[Saved entries]

=-=-=

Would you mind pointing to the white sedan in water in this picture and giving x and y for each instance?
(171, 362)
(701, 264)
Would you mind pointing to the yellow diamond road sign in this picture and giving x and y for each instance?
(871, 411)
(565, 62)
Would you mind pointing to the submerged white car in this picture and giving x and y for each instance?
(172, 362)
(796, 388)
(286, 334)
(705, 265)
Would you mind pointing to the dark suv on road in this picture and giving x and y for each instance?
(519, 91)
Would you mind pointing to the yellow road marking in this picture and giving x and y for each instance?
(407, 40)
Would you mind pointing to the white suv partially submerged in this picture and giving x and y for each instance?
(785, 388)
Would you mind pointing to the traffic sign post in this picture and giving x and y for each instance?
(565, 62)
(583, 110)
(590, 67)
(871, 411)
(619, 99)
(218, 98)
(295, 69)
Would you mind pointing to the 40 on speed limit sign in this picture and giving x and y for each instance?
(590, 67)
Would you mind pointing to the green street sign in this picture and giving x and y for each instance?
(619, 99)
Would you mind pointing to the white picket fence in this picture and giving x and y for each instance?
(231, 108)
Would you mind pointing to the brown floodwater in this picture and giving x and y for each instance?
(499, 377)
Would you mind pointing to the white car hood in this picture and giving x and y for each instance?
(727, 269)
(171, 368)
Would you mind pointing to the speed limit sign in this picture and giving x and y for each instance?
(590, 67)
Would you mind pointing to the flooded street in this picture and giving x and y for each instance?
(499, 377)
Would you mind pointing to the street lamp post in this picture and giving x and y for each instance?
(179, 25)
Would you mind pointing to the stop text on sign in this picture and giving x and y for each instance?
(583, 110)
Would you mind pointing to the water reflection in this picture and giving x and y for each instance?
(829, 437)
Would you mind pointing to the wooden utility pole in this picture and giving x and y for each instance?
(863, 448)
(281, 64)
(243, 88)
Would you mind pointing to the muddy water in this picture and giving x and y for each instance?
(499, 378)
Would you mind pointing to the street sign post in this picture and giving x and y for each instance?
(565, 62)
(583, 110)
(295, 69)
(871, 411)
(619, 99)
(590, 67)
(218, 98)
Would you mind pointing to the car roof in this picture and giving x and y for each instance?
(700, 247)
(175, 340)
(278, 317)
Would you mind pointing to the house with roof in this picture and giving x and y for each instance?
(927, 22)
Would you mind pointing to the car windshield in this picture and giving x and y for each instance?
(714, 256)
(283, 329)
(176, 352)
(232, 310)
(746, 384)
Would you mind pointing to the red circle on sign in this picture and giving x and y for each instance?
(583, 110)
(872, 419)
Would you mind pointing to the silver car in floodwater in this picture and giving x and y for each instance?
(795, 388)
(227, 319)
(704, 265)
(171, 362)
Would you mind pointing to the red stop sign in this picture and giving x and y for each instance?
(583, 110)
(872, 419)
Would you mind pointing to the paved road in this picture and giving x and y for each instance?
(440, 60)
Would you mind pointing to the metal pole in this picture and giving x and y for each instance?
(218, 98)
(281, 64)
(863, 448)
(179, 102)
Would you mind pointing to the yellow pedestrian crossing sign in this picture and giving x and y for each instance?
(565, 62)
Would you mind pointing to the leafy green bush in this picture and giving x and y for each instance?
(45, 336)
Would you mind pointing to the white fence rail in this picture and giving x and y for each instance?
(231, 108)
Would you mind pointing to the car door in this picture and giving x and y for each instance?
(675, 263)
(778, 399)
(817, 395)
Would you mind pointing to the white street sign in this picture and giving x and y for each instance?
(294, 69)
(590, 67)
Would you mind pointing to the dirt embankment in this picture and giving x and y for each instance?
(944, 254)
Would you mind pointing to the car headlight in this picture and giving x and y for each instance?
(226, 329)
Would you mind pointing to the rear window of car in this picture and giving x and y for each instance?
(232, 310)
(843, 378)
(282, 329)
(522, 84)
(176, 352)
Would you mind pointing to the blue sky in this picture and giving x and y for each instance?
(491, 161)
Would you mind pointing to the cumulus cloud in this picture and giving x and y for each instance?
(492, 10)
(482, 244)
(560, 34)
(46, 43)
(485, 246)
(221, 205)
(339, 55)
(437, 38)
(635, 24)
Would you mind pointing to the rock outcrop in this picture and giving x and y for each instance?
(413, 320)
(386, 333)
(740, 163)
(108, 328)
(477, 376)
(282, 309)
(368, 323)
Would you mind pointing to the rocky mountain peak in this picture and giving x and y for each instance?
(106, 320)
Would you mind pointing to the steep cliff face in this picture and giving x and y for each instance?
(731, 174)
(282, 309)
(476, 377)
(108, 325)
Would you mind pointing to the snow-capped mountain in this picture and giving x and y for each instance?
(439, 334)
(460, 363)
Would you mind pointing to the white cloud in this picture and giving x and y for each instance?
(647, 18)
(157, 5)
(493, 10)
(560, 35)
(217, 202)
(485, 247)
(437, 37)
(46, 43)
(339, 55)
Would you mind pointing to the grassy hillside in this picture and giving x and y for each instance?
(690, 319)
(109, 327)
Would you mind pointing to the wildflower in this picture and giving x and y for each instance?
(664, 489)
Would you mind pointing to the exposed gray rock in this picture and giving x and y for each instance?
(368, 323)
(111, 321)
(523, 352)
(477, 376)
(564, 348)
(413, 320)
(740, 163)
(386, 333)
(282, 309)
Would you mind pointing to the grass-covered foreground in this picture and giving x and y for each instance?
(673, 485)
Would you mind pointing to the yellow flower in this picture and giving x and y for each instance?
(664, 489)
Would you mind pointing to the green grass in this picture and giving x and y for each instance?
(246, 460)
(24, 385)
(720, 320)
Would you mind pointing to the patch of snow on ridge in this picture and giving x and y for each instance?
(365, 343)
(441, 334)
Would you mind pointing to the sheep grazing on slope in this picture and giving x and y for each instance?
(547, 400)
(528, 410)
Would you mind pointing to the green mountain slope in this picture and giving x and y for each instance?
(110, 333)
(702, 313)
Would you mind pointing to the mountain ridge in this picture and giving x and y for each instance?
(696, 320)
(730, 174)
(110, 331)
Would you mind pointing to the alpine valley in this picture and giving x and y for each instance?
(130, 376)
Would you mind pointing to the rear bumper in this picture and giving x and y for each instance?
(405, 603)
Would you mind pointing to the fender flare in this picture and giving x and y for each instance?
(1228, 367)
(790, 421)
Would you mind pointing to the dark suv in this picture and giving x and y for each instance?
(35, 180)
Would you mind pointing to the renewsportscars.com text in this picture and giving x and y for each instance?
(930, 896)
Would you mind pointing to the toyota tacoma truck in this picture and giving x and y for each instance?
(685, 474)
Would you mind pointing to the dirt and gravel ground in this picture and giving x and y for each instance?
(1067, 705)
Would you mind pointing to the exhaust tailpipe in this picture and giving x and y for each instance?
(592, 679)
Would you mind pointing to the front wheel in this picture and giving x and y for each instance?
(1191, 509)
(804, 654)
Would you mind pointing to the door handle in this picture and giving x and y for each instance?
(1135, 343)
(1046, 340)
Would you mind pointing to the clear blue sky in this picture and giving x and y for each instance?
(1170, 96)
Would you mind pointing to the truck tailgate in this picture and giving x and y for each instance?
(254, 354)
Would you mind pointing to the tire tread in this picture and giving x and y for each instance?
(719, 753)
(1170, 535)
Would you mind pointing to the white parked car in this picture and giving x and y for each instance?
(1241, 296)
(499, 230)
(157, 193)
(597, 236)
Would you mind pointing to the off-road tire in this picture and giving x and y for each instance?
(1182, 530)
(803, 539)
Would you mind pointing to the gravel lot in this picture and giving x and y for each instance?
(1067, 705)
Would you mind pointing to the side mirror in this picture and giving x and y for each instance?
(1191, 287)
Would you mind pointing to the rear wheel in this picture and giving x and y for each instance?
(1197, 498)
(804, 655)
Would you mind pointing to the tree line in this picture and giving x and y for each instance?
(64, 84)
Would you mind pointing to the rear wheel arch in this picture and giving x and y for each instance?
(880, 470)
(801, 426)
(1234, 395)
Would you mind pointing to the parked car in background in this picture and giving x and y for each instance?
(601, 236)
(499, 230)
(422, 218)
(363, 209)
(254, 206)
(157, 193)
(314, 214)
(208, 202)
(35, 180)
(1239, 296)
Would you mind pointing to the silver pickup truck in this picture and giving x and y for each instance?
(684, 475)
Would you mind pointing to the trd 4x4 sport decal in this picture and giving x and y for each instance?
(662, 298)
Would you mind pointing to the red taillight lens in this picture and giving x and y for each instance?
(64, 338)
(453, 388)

=-=-=

Task to carry out >>
The range runs from the line with "Would you mind pointing to the trd" to the last line of the entries above, both included. Restate it word for word.

Exercise result >>
Would you mind pointing to the trd 4x4 sport decal in this picture and giving x and y for each instance?
(662, 298)
Would you mind pointing to the red taillight lens in this picture and giving x and y for each instance?
(64, 338)
(453, 388)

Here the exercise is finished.